**所给文本**.
****************

模糊查询
-
前缀搜索:prefix
概念:以xx开头的搜索,不计算相关度评分。
注意:
- 前缀搜索匹配的是term,而不是field。
- 前缀搜索的性能很差
- 前缀搜索没有缓存
- 前缀搜索尽可能把前缀长度设置的更长
语法:
GET <index>/_search {"query": {"prefix": {"<field>": {"value": "<word_prefix>"}}} } index_prefixes: 默认 "min_chars" : 2, "max_chars" : 5
#prefix: 前缀搜索
DELETE my_index
# elasticsearch stack
# elasticsearch search
# el
# ela
# elas elasticsearch
PUT my_index
{"mappings": {"properties": {"text": {"analyzer": "ik_max_word","type": "text","index_prefixes":{"min_chars":2,"max_chars":4},"fields": {"keyword": {"type": "keyword","ignore_above": 256}}}}}
}
GET my_index/_mapping
POST /my_index/_bulk?filter_path=items.*.error
{"index":{"_id":"1"}}
{"text":"城管打电话喊商贩去摆摊摊"}
{"index":{"_id":"2"}}
{"text":"笑果文化回应商贩老农去摆摊"}
{"index":{"_id":"3"}}
{"text":"老农耗时17年种出椅子树"}
{"index":{"_id":"4"}}
{"text":"夫妻结婚30多年AA制,被城管抓"}
{"index":{"_id":"5"}}
{"text":"黑人见义勇为阻止抢劫反被铐住"}
GET my_index/_search
GET my_index/_mapping
GET _analyze
{"text": ["夫妻结婚30多年AA制,被城管抓"]
}
GET my_index/_search
{"query": {"prefix": {"text": {"value": "城管"}}}
}
-
通配符:wildcard
概念:通配符运算符是匹配一个或多个字符的占位符。例如,*通配符运算符匹配零个或多个字符。您可以将通配符运算符与其他字符结合使用以创建通配符模式。

****************

**练习题目 1**.
根据上文的模糊查询笔记,回答下列问题:
(a) 前缀搜索匹配的是什么,而不是什么?
(b) index_prefixes 中 "min_chars" 与 "max_chars" 的默认值分别是多少?
(c) 创建 my_index 时,text 字段指定的分词器是什么?
**练习题目 2**.
请接续上文模糊查询笔记的最后一句,写出其后续内容。

**数据条目**.
****************

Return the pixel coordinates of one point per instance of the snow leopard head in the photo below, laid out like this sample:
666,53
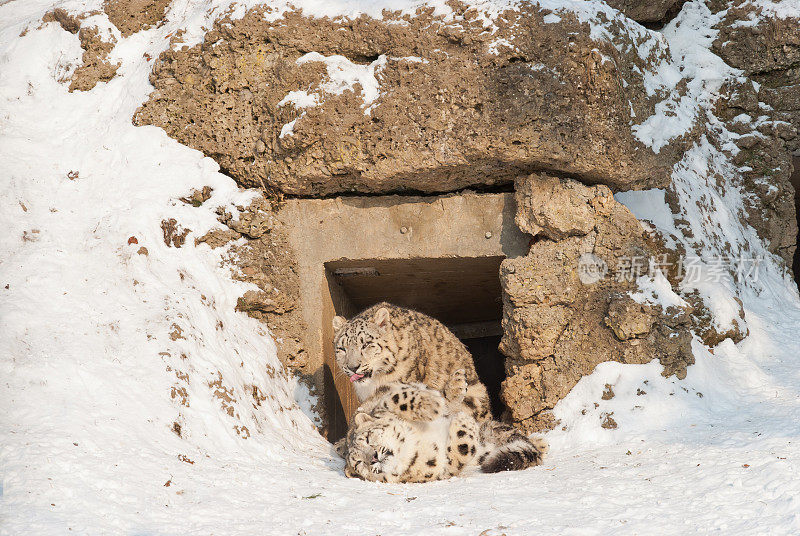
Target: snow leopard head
375,448
361,346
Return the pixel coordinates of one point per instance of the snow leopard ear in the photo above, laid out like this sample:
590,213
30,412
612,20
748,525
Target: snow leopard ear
382,317
338,322
362,418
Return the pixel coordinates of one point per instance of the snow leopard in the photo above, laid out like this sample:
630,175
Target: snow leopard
411,433
386,343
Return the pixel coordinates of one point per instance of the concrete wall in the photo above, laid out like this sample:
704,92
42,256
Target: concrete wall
386,227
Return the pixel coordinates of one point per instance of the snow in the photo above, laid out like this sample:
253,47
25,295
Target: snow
343,75
95,338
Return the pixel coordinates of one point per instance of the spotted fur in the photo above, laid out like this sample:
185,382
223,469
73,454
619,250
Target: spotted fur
386,344
388,443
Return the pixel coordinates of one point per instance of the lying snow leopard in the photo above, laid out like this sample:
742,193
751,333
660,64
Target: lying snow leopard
386,343
410,433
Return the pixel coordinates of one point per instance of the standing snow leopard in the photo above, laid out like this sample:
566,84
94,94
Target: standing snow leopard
410,433
386,343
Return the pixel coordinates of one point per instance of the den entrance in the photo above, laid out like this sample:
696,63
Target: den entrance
461,292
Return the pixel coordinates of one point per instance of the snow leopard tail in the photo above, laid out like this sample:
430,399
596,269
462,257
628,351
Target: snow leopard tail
512,451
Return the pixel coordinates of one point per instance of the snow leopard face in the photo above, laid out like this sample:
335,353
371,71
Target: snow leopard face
375,449
361,350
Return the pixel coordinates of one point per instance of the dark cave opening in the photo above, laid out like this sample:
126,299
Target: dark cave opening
462,292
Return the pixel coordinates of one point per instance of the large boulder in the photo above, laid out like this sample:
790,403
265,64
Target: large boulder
647,10
569,304
313,106
764,116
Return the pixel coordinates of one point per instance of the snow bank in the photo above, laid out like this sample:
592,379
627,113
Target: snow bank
136,401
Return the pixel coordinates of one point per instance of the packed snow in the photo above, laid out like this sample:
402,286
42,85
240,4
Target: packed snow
101,342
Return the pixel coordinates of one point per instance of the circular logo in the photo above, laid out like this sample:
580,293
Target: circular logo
591,268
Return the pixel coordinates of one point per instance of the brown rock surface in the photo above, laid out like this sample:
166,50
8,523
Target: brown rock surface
646,10
95,67
559,321
131,16
769,53
443,105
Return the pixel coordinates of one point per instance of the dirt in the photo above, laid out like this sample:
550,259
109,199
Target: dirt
560,319
456,108
95,66
132,16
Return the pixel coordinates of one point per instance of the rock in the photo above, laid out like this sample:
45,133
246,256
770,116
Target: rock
252,221
264,302
564,214
198,197
218,238
174,234
559,325
441,104
628,319
131,16
647,10
767,49
95,67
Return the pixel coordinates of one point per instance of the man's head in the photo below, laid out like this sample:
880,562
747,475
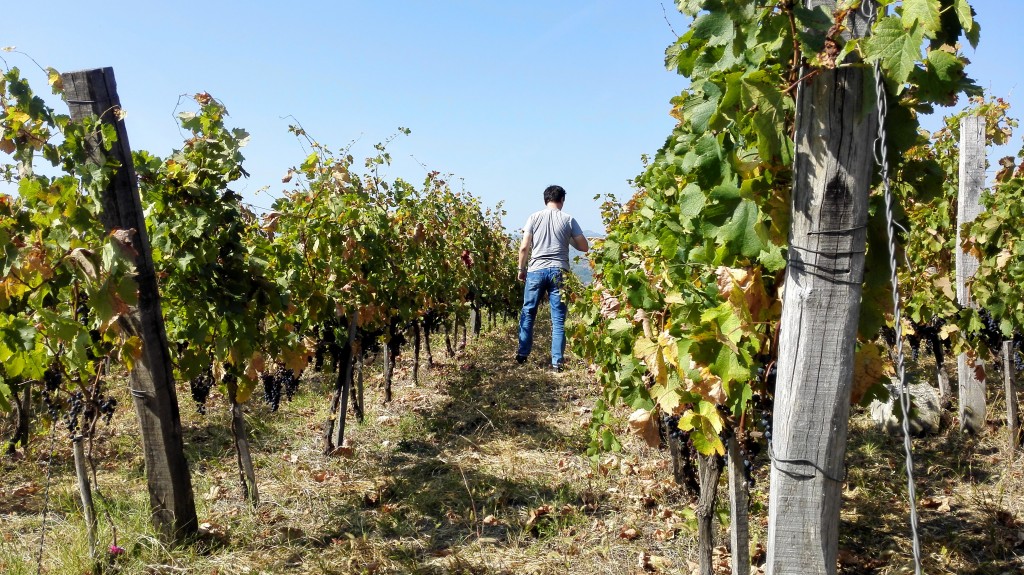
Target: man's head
554,193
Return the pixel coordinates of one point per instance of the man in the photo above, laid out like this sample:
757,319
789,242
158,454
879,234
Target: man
546,240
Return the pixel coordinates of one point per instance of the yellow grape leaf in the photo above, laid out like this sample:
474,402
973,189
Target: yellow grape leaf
709,387
650,352
743,289
131,350
868,368
642,424
943,284
18,117
297,358
666,397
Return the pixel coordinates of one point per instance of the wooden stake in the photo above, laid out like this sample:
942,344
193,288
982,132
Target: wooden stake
972,180
1013,415
93,92
820,311
739,537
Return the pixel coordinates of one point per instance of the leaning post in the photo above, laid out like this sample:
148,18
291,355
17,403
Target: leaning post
972,180
93,92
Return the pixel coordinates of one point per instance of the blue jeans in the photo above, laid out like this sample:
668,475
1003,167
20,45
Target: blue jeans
548,280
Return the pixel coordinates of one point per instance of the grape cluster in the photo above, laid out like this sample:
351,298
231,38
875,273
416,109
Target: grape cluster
290,381
271,390
73,416
749,450
990,333
671,424
684,454
201,387
107,407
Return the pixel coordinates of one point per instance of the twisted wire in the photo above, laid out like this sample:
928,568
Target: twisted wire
882,158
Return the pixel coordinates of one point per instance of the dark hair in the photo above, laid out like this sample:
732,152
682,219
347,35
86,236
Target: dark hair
554,193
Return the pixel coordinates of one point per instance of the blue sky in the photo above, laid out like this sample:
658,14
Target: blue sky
506,96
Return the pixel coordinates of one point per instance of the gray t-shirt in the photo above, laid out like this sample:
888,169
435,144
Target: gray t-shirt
552,230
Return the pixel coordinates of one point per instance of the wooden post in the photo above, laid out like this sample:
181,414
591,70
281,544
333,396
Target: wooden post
709,472
85,493
739,537
345,372
1013,416
820,310
972,180
93,92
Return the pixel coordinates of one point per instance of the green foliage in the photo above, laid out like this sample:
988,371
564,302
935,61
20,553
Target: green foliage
66,280
684,306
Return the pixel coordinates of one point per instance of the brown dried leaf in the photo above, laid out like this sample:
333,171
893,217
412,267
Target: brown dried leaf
643,425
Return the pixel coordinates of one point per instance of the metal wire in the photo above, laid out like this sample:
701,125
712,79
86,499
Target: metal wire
882,152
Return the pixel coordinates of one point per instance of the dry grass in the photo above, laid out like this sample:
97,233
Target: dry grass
480,469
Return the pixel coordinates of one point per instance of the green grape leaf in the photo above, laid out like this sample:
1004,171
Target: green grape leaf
898,49
923,12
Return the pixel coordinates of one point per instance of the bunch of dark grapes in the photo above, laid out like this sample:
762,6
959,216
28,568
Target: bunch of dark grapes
685,455
73,416
107,407
201,387
671,424
749,450
82,313
990,333
290,381
271,390
51,383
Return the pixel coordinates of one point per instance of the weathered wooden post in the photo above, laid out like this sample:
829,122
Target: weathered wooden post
820,310
739,502
972,180
93,92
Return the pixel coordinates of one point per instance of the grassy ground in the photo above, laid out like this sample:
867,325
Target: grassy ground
480,469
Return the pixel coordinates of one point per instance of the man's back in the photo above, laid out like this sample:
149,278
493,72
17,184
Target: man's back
551,230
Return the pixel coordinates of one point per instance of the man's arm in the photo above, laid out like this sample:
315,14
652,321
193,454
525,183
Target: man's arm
524,248
580,242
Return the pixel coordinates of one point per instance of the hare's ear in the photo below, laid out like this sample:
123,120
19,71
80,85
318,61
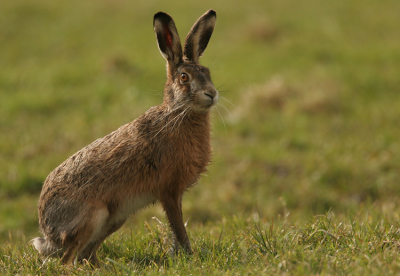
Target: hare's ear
198,37
167,38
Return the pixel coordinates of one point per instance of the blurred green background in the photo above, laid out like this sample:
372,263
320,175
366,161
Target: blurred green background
309,120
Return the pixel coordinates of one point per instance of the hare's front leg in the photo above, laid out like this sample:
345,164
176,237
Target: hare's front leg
173,209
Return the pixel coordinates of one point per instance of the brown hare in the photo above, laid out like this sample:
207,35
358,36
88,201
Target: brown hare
155,158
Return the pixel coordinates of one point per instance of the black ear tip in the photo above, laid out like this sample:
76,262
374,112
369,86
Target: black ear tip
161,16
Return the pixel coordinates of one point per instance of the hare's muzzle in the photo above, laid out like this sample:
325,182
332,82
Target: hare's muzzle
209,98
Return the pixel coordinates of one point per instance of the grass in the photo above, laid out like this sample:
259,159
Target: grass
308,126
361,244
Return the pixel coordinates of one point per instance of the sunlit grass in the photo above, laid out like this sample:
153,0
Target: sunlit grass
308,124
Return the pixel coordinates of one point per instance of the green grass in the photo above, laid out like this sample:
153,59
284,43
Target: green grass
309,126
366,244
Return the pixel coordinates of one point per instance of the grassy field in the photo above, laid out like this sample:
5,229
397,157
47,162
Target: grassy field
306,169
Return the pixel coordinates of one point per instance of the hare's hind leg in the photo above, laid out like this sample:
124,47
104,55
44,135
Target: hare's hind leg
173,208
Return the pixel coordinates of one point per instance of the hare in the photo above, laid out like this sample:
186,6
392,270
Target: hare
155,158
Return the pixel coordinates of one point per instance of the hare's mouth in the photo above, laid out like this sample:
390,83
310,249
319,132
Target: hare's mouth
207,99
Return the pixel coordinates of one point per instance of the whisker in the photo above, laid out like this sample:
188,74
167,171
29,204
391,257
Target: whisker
223,122
230,114
228,101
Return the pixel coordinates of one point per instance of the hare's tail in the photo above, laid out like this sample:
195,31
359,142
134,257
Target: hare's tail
46,248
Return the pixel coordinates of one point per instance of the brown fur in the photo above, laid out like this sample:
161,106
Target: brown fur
155,158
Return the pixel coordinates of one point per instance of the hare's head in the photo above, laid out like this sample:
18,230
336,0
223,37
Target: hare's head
189,84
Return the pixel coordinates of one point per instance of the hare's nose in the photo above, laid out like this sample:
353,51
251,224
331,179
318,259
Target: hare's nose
211,94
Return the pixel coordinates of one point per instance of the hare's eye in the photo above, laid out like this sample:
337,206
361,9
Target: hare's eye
184,77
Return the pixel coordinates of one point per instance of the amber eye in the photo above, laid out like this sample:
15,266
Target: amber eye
184,77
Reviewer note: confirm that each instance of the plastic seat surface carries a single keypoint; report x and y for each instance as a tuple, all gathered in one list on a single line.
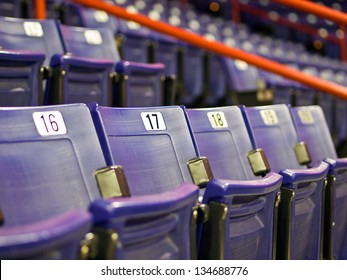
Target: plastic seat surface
[(47, 180), (74, 79), (141, 84), (222, 136), (19, 71), (312, 128), (153, 147), (271, 129)]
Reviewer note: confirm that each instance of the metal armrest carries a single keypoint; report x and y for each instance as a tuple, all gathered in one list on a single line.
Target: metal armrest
[(139, 206), (292, 176), (40, 238), (124, 67), (220, 187), (336, 164), (26, 56), (78, 61)]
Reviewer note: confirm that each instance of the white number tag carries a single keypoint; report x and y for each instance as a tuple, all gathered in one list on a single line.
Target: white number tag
[(306, 116), (100, 16), (269, 117), (241, 65), (49, 123), (33, 29), (93, 37), (217, 119), (153, 121)]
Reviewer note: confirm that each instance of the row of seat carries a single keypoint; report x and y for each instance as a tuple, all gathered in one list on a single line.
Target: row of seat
[(170, 183), (206, 80), (71, 65)]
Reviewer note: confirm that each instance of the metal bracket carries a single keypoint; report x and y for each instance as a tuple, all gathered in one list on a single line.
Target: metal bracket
[(284, 227), (275, 225), (328, 217), (200, 171), (258, 161), (112, 182), (302, 153), (213, 235), (101, 244)]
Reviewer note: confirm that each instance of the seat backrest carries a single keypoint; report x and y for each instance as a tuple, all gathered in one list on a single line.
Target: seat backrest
[(271, 129), (47, 162), (19, 75), (31, 34), (222, 136), (150, 143), (313, 130), (96, 43), (142, 84), (16, 8)]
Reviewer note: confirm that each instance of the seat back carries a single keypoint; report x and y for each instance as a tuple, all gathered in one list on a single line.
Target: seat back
[(20, 72), (96, 43), (142, 84), (46, 166), (153, 144), (31, 34), (313, 129), (72, 79), (222, 136), (272, 129)]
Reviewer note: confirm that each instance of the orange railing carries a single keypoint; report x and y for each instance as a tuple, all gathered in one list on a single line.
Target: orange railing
[(219, 48)]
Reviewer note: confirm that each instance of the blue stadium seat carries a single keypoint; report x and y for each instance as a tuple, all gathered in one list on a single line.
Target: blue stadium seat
[(153, 145), (47, 180), (300, 213), (20, 78), (313, 130), (222, 136), (137, 84), (70, 79)]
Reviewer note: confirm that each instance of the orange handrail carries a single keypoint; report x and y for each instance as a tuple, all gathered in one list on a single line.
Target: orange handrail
[(40, 9), (316, 9), (221, 49)]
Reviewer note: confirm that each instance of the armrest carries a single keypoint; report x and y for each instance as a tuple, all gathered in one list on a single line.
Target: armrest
[(125, 67), (79, 61), (292, 176), (336, 164), (24, 241), (221, 187), (22, 55), (137, 206)]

****************

**练习答案 1**.
(a) 前缀搜索匹配的是term,而不是field。
(b) "min_chars" 默认为2,"max_chars" 默认为5。
(c) ik_max_word。

**练习答案 2**.
注意:
- 通配符匹配的也是term,而不是field
语法:
GET <index>/_search {"query": {"wildcard": {"<field>": {"value": "<word_with_wildcard>"}}} }
# 通配符
DELETE my_index
POST /my_index/_bulk
{ "index": { "_id": "1"} }
{ "text": "my english" }
{ "index": { "_id": "2"} }
{ "text": "my english is good" }
{ "index": { "_id": "3"} }
{ "text": "my chinese is good" }
{ "index": { "_id": "4"} }
{ "text": "my japanese is nice" }
{ "index": { "_id": "5"} }
{ "text": "my disk is full" }
DELETE product_en
POST /product_en/_bulk
{ "index": { "_id": "1"} }
{ "title": "my english","desc" : "shouji zhong de zhandouji","price" : 3999, "tags": [ "xingjiabi", "fashao", "buka", "1"]}
{ "index": { "_id": "2"} }
{ "title": "xiaomi nfc phone","desc" : "zhichi quangongneng nfc,shouji zhong de jianjiji","price" : 4999, "tags": [ "xingjiabi", "fashao", "gongjiaoka" , "asd2fgas"]}
{ "index": { "_id": "3"} }
{ "title": "nfc phone","desc" : "shouji zhong de hongzhaji","price" : 2999, "tags": [ "xingjiabi", "fashao", "menjinka" , "as345"]}
{ "title": { "_id": "4"} }
{ "text": "xiaomi erji","desc" : "erji zhong de huangmenji","price" : 999, "tags": [ "low", "bufangshui", "yinzhicha", "4dsg" ]}
{ "index": { "_id": "5"} }
{ "title": "hongmi erji","desc" : "erji zhong de kendeji","price" : 399, "tags": [ "lowbee", "xuhangduan", "zhiliangx" , "sdg5"]}
GET my_index/_search
GET product_en/_searchGET my_index/_search
{"query": {"wildcard": {"text.keyword": {"value": "my eng*ish"}}}
}
GET product_en/_mapping
#exact value
GET product_en/_search
{"query": {"wildcard": {"tags.keyword": {"value": "men*inka"}}}
}
-
正则:regexp
概念:regexp查询的性能可以根据提供的正则表达式而有所不同。为了提高性能,应避免使用通配符模式,如.或 .?+未经前缀或后缀
语法:
GET <index>/_search {"query": {"regexp": {"<field>": {"value": "<regex>","flags": "ALL",}}} }
#正则
GET product_en/_search
GET product_en/_search
{"query": {"regexp": {"title": "[\\s\\S]*nfc[\\s\\S]*"}}
}
GET product_en/_search
GET product_en/_search
{"query": {"regexp": {"desc": {"value": "zh~dng","flags": "COMPLEMENT"}}}
}
GET product_en/_search
{"query": {"regexp": {"tags.keyword": {"value": ".*<2-3>.*","flags": "INTERVAL"}}}
}
flags
-
ALL
启用所有可选操作符。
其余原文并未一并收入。